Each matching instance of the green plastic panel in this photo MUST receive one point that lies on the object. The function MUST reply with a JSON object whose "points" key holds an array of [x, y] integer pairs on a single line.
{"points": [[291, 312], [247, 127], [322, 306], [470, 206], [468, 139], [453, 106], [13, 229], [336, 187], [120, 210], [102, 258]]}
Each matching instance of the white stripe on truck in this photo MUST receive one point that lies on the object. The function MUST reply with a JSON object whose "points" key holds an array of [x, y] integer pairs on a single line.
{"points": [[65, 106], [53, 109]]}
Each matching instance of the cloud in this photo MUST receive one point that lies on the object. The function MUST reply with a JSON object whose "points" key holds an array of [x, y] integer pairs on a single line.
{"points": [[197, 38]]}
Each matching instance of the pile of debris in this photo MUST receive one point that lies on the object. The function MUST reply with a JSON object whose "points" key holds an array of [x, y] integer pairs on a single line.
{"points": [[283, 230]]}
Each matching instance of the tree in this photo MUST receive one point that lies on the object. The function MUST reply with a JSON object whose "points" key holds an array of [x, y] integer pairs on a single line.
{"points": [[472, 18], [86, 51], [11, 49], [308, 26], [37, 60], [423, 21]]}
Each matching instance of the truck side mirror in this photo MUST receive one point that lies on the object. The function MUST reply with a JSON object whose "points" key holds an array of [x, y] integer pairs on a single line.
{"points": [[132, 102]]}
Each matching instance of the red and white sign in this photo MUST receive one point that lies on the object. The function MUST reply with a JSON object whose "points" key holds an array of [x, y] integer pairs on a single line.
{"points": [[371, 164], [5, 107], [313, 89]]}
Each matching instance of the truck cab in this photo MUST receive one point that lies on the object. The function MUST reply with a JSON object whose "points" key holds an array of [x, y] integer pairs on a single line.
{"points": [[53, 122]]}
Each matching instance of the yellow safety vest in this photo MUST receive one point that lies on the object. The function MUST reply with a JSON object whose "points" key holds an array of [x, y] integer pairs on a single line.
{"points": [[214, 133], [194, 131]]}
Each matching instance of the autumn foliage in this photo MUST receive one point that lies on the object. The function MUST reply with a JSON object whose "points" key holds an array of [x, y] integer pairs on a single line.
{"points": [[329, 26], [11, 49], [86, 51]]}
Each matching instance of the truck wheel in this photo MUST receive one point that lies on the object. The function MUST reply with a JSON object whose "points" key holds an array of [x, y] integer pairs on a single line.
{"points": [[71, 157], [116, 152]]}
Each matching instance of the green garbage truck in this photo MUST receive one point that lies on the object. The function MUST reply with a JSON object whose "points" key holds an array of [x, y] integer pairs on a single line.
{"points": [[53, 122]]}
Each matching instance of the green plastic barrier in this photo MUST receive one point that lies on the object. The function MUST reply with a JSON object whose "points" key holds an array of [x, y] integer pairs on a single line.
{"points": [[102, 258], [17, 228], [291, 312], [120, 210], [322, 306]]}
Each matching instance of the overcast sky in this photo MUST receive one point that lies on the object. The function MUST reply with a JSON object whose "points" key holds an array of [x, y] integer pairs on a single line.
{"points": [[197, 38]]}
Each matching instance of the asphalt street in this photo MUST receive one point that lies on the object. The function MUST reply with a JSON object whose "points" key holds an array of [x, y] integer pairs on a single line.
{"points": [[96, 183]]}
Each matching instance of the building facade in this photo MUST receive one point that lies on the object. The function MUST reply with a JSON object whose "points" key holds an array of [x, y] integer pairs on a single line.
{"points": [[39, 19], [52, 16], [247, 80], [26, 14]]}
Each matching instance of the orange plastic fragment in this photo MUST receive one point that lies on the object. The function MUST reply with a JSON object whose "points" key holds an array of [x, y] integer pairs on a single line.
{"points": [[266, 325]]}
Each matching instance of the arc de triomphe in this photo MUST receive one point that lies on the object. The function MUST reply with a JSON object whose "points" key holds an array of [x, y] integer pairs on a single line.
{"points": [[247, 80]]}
● ● ● ● ●
Work to do:
Your task is to output the full set of records exactly as presented.

Reply:
Each matching instance of the green plastic panel in this photo MUST receive one point that lies on the object. The function MUST reply with a JSON object whose "points" key holds an array of [x, y] integer pairs on a single line.
{"points": [[291, 312], [247, 127], [322, 306], [470, 206], [468, 139], [453, 106], [13, 229], [336, 187], [120, 210], [102, 258]]}
Each matching instance of the white stripe on truck in this photo MUST receive one point that lies on the object. The function MUST reply with a JSON object whose "points" key holds an array of [x, y] integer pairs on a single line.
{"points": [[65, 106], [53, 109]]}
Each matching instance of the cloud in this photo MUST receive one point that lies on the object. The function MUST reply with a JSON object whose "points" key holds an array of [x, y] integer pairs on a single line.
{"points": [[197, 38]]}
Each matching instance of the pile of debris in this photo MUST receive one point that lies on the object. The function MUST reply with a JSON object whose "points" key holds an array of [x, y] integer pairs on a single line.
{"points": [[283, 230]]}
Each matching instance of the tree in this photo MUST receive one point that lies on the object. The function MUST reply with a JSON object whose "points" key holds an array of [x, y] integer pairs on a single line.
{"points": [[472, 18], [86, 51], [11, 49], [308, 26], [37, 60], [423, 21]]}
Each matching instance of the truck side mirror in this photo MUST receive one point that lies on the object. The function MUST reply with a JSON object whose "points" key holds an array of [x, y] integer pairs on a single line.
{"points": [[132, 102]]}
Each matching instance of the red and white sign in this photo MUST receive one point that lies on the object. The function MUST reply with a JSON object whose "points" key holds an array of [x, y] integer pairs on a single line.
{"points": [[371, 164], [5, 107], [313, 89]]}
Each matching instance of the truck cab in this photo MUST receive one point that lies on the object. The function MUST reply with a JSON object whose "points" key holds an array of [x, y] integer pairs on a single line.
{"points": [[53, 122]]}
Each matching instance of the yellow safety vest in this photo MUST receive one point that lies on the object. The function MUST reply with a JSON object whose "points" key holds an array of [x, y] integer pairs on a single line.
{"points": [[214, 133], [194, 131]]}
Each matching instance of the autumn foliage in this photo MUST receive one point that lies on the object. The function MUST reply with a JSON object whose "points" key holds an array of [x, y] integer pairs on a single line.
{"points": [[329, 26], [11, 49], [86, 51]]}
Each matching instance of the truck wheel in this photo MUST receive one point that lies on the object. The function MUST reply with a JSON object whose "points" key holds an array of [x, y] integer pairs on a single line.
{"points": [[71, 157], [116, 152]]}
Each matching instance of the green garbage truck in this photo MUST receive one point that lies on the object. The function MUST reply with a JSON object whose "points" key holds an array of [x, y] integer pairs on a single line.
{"points": [[53, 122]]}
Each matching instance of the green plastic barrier in this photo MUST receive one point that lies on the object. The function MUST reply with a JSON object whose "points" key holds an array of [x, y] integer pairs on a single line.
{"points": [[102, 258], [17, 228], [291, 312], [120, 210], [322, 306]]}
Each matching instance of the overcast sky in this photo MUST receive one point that lies on the object. The function MUST reply with a JSON object whose "points" key holds an array of [x, y] integer pairs on a single line.
{"points": [[197, 38]]}
Each matching instance of the asphalt street in this photo MUST receive one point that lies on the object. The function MUST reply with a JSON object whose "points" key holds an array of [x, y] integer pairs on a single line.
{"points": [[96, 183]]}
Each matching instance of the building facade in this photo MUST receive one point that lies on the object. The function MUST reply with a JSON object whose "points" key holds an array of [x, y] integer pairs on a single line.
{"points": [[39, 19], [52, 16], [247, 80], [26, 14]]}
Each matching instance of the orange plastic fragment in this photo MUST receive one point that lies on the object. The function MUST reply with a JSON object whose "points" key holds an array of [x, y] integer pairs on a single line.
{"points": [[266, 325]]}
Each matching instance of the arc de triomphe in this photo MUST receive one point that lies on the object. The function MUST reply with a JSON object whose "points" key holds an array of [x, y] integer pairs on a single line.
{"points": [[247, 80]]}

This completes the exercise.